* Work task *
Search the records below for "target"; copy each line that has it.

* Listed records *

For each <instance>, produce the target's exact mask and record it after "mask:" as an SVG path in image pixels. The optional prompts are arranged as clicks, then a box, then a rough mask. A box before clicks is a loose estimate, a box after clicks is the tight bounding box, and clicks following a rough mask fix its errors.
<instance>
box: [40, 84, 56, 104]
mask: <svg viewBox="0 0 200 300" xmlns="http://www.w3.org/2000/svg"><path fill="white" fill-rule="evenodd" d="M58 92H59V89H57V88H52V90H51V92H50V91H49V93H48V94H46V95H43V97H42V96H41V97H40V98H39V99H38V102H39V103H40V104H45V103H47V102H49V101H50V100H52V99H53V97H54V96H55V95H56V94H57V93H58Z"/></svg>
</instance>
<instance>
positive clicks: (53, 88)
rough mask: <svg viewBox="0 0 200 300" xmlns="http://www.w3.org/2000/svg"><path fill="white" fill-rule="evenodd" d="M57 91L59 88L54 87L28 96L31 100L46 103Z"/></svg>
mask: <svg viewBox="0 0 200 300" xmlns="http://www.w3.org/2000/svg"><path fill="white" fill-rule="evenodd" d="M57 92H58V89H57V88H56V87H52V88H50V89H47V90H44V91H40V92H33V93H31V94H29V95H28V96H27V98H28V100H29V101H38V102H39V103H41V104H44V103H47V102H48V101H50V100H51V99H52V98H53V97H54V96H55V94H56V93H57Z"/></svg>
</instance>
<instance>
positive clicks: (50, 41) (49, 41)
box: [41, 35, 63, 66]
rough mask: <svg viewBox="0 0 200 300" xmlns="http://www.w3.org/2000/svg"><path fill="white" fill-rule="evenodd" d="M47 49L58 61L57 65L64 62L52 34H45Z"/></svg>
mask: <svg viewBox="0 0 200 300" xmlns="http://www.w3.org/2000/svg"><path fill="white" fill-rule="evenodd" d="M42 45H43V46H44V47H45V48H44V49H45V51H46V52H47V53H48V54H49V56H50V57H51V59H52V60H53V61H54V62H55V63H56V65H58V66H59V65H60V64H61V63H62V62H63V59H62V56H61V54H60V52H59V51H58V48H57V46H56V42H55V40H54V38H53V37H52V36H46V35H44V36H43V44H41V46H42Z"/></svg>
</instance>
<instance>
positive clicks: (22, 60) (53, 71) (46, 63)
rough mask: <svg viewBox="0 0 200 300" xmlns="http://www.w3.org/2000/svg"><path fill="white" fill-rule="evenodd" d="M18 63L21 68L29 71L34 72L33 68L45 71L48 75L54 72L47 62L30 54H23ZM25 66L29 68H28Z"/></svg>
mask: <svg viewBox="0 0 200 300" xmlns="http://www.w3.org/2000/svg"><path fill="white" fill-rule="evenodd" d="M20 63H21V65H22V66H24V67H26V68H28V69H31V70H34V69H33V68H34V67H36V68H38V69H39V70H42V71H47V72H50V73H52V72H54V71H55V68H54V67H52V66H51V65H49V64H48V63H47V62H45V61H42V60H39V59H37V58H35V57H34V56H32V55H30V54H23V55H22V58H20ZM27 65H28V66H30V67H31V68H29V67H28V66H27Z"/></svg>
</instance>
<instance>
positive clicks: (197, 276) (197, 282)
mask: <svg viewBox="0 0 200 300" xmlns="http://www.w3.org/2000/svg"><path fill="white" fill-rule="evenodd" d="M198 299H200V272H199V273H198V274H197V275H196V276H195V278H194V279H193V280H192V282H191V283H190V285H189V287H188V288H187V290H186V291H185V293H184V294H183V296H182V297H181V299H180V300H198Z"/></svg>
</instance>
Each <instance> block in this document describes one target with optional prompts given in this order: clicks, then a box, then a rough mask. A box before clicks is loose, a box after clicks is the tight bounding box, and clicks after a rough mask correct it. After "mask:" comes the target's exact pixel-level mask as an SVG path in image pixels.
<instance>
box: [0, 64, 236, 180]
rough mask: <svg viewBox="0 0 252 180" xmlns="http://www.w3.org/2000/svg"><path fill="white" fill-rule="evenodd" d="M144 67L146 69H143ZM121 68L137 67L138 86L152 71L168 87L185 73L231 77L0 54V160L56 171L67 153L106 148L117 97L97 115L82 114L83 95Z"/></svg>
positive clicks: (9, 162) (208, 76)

* Your solution *
For each <instance>, produce the target's exact mask and record it after "mask:" as an SVG path in image pixels. The optional prompts are arranged as clicks, then a box, then a rough mask. A box before clicks is a loose estimate, a box after clicks is the tight bounding box, and clicks following a rough mask fix its errors.
Each <instance> block in this document describes one target with optional prompts given in this order: clicks, then a box, then a rough mask. A box before clicks is loose, a box after clicks is the tight bounding box, and clicks after a rough mask correct it. After "mask:" comes the target's exact pixel-level mask as an SVG path in image pixels.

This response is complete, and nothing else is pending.